Work to complete >> Could you reproduce, word for word, the part of the agreement excerpt starting at "(e) Calculation Agent." and ending at "duties in whole."?

Document segment >>
<<<<
The Counterparty is not a Multibranch Party.
(e) Calculation Agent. The Calculation Agent is BSFP.
(f) Credit Support Document. Not applicable for either BSFP or the Counterparty.
(g) Credit Support Provider.
BSFP: Not Applicable
The Counterparty: Not Applicable
(h) Governing Law. The parties to this Agreement hereby agree that the law of the State of New York, without reference or giving effect to the rules and principles thereof governing conflicts of laws, shall govern their rights and duties in whole.
(i) Severability. If any term, provision, covenant, or condition of this Agreement, or the application thereof to any party or circumstance, shall be held to be invalid or unenforceable (in whole or in part) for any reason, the remaining terms, provisions, covenants, and conditions hereof shall continue in full force and effect as if this Agreement had been executed with the invalid or unenforceable portion eliminated, so long as this Agreement as so modified continues to express, without material change, the original intentions of the parties as to the subject matter of this Agreement and the deletion of such portion of this Agreement will not substantially impair the respective benefits or expectations of the parties.
The parties shall endeavor to engage in good faith negotiations to replace any invalid or unenforceable term, provision, covenant or condition with a valid or enforceable term, provision, covenant or condition, the economic effect of which comes as close as possible to that of the invalid or unenforceable term, provision, covenant or condition.
(j) Consent to Recording. Each party hereto consents to the monitoring or recording, at any time and from time to time, by the other party of any and all communications between officers or employees of the parties, waives any further notice of such monitoring or recording, and agrees to notify its officers and employees of such monitoring or recording.
(k) Waiver of Jury Trial. Each party waives any right it may have to a trial by jury in respect of any Proceedings relating to this Agreement or any Credit Support Document.
>>>>
Data section >>
<<<<
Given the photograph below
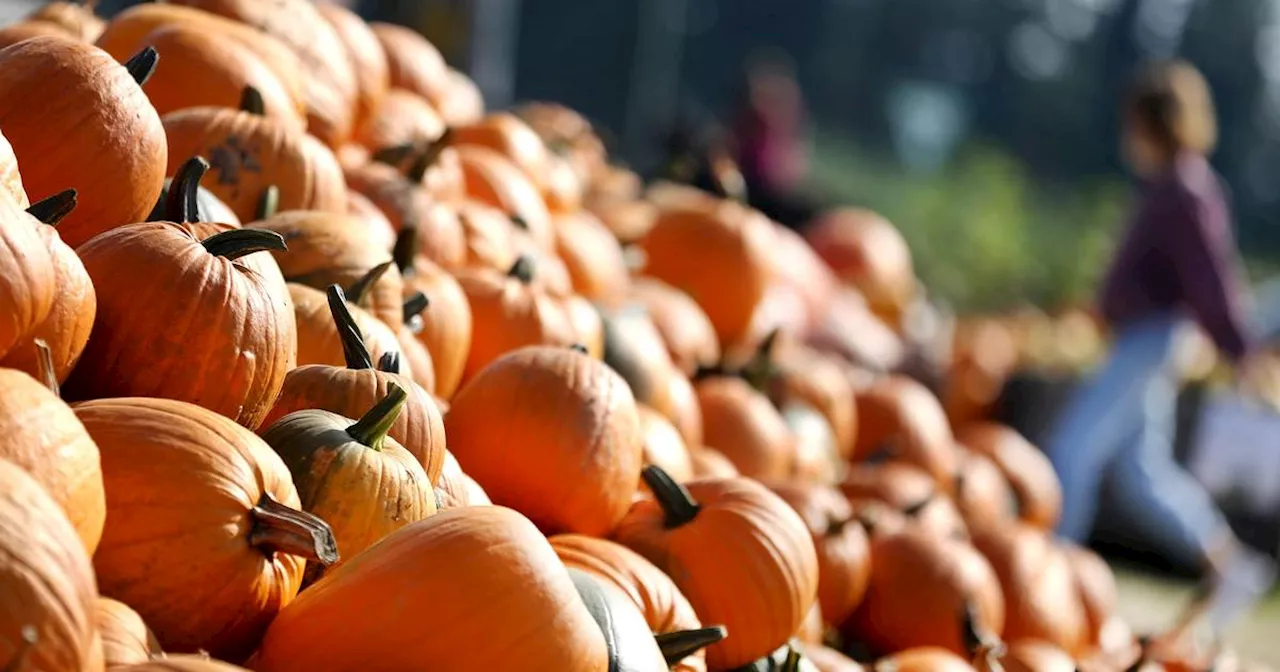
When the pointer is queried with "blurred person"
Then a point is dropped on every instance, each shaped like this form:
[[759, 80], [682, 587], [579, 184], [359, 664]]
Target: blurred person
[[1176, 261]]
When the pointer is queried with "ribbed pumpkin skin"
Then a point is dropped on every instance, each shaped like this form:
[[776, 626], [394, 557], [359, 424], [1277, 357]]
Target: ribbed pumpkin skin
[[48, 581], [746, 562], [126, 639], [41, 434], [575, 425], [488, 563], [193, 551], [113, 151], [176, 321], [248, 154]]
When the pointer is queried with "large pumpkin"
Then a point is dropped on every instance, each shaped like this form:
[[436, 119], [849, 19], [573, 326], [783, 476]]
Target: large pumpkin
[[229, 539], [740, 554], [240, 336], [251, 152], [46, 621], [489, 563], [580, 434], [113, 151]]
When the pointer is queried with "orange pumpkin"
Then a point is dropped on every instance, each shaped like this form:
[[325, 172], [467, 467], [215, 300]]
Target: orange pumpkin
[[351, 389], [844, 553], [112, 151], [760, 590], [581, 434], [231, 522], [126, 639], [48, 616], [329, 80], [342, 622], [740, 423], [251, 152], [243, 325], [202, 68]]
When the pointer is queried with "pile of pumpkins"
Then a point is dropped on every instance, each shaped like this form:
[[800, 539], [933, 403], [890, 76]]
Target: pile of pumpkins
[[307, 362]]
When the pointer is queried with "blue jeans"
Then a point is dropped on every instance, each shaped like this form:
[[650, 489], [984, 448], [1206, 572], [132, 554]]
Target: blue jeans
[[1115, 439]]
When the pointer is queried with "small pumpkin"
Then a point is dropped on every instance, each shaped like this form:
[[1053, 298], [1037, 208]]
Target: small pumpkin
[[48, 621], [763, 593], [231, 538], [251, 152], [352, 475], [240, 321], [365, 609], [351, 389], [840, 540], [126, 639], [58, 150], [580, 430]]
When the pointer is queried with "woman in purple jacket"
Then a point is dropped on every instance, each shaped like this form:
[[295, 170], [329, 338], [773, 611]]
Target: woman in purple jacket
[[1176, 261]]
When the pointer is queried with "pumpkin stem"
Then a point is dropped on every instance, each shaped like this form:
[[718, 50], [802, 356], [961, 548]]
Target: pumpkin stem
[[46, 369], [677, 506], [373, 426], [279, 529], [389, 362], [684, 643], [268, 204], [54, 209], [522, 269], [182, 204], [232, 245], [348, 332], [142, 65], [252, 103]]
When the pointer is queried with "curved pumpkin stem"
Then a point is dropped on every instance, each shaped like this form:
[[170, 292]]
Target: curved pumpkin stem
[[234, 243], [142, 65], [55, 208], [182, 204], [373, 426], [279, 529], [677, 506], [684, 643], [348, 332], [359, 289]]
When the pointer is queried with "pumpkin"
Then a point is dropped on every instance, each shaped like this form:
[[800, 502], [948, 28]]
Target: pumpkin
[[352, 475], [844, 553], [663, 444], [48, 616], [126, 639], [593, 257], [251, 152], [402, 118], [240, 321], [329, 80], [71, 319], [366, 56], [580, 433], [127, 32], [231, 520], [1029, 472], [760, 590], [720, 256], [414, 63], [926, 590], [351, 389], [688, 334], [507, 312], [112, 151], [903, 419], [366, 609], [40, 434], [740, 423]]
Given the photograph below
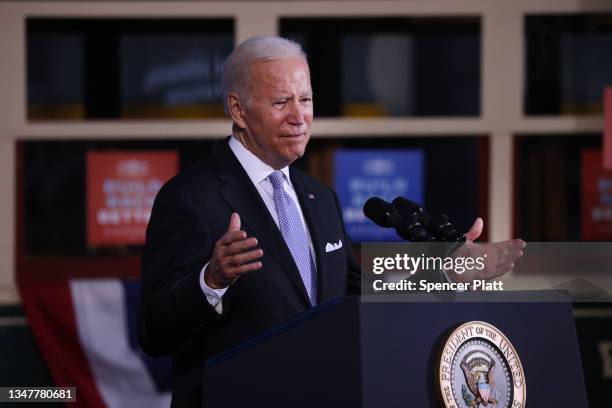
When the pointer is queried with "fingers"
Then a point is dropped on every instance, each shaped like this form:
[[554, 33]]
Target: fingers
[[244, 258], [234, 254], [475, 230]]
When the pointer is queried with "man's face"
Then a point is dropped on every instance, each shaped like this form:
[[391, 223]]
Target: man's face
[[278, 115]]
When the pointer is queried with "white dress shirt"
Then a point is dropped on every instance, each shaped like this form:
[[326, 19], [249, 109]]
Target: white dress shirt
[[258, 172]]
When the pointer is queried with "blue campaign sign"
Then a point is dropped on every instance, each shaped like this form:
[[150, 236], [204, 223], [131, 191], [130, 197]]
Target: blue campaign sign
[[361, 174]]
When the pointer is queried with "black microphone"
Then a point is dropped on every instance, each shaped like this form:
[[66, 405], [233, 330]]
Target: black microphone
[[387, 216], [440, 228]]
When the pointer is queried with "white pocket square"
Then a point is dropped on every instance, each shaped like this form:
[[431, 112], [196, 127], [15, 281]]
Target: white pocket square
[[333, 247]]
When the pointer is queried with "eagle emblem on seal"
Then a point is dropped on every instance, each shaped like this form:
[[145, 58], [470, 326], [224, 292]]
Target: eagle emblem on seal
[[478, 368]]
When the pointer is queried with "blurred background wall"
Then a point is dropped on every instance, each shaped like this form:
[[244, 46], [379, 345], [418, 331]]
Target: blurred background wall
[[501, 102]]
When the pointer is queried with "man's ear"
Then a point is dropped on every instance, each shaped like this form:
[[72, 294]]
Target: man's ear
[[236, 109]]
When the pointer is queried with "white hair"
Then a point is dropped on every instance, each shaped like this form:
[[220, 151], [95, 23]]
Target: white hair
[[255, 49]]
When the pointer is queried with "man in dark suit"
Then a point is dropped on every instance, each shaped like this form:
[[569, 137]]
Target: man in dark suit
[[241, 241]]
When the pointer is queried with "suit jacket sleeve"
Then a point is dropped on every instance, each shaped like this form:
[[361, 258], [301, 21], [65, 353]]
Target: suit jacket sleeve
[[173, 310]]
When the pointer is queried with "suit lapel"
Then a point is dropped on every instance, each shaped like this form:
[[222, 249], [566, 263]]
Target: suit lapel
[[242, 196], [307, 195]]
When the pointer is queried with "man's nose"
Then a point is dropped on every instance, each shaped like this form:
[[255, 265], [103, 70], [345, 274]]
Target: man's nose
[[296, 113]]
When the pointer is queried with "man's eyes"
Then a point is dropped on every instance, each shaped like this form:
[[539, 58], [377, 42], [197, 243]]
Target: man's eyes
[[283, 102]]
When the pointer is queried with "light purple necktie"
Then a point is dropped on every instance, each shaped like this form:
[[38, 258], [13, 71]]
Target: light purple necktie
[[293, 232]]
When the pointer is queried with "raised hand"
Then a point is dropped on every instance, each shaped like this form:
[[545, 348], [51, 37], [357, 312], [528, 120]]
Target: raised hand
[[234, 255]]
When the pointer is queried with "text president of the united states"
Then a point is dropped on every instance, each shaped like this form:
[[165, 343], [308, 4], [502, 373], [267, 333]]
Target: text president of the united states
[[242, 241]]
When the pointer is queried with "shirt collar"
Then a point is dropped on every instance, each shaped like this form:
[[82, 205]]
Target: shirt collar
[[256, 169]]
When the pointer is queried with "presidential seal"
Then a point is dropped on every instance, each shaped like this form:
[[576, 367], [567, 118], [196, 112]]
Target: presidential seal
[[479, 368]]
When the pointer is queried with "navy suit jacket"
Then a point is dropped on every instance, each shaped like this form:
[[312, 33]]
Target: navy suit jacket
[[190, 213]]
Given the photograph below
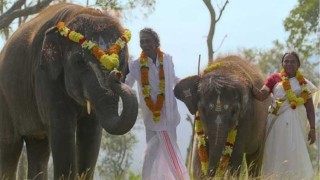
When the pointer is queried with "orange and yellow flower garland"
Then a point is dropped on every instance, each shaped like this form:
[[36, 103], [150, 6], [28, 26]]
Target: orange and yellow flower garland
[[111, 60], [202, 148], [146, 89], [292, 98]]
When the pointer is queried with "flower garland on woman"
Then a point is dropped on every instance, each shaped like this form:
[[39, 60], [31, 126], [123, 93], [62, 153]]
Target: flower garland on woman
[[291, 94]]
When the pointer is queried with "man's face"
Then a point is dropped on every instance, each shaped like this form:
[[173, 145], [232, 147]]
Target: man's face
[[290, 64], [148, 44]]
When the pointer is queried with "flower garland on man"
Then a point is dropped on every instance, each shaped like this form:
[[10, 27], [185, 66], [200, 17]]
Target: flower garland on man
[[154, 72], [291, 108]]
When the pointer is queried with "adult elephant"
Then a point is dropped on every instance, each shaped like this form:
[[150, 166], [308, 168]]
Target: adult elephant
[[46, 82], [222, 95]]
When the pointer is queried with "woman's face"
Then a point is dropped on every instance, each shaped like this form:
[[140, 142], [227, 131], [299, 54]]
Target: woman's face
[[290, 64], [148, 44]]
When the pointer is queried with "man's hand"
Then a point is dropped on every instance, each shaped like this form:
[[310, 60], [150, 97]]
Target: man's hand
[[312, 136]]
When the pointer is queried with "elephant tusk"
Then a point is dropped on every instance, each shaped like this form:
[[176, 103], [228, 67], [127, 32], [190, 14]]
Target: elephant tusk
[[88, 107]]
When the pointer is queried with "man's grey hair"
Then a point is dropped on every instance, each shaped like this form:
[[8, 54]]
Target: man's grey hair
[[153, 34]]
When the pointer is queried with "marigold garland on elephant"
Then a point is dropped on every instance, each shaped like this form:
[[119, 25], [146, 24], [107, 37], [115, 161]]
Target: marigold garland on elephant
[[57, 91], [230, 121]]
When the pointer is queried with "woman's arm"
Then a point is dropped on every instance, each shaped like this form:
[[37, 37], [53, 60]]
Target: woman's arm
[[311, 118]]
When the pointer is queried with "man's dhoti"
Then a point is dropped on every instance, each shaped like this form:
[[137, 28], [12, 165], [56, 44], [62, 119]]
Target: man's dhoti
[[163, 159]]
>>>>
Task answer >>
(e) Calculation Agent. The Calculation Agent is BSFP.
(f) Credit Support Document. Not applicable for either BSFP or the Counterparty.
(g) Credit Support Provider.
BSFP: Not Applicable
The Counterparty: Not Applicable
(h) Governing Law. The parties to this Agreement hereby agree that the law of the State of New York, without reference or giving effect to the rules and principles thereof governing conflicts of laws, shall govern their rights and duties in whole.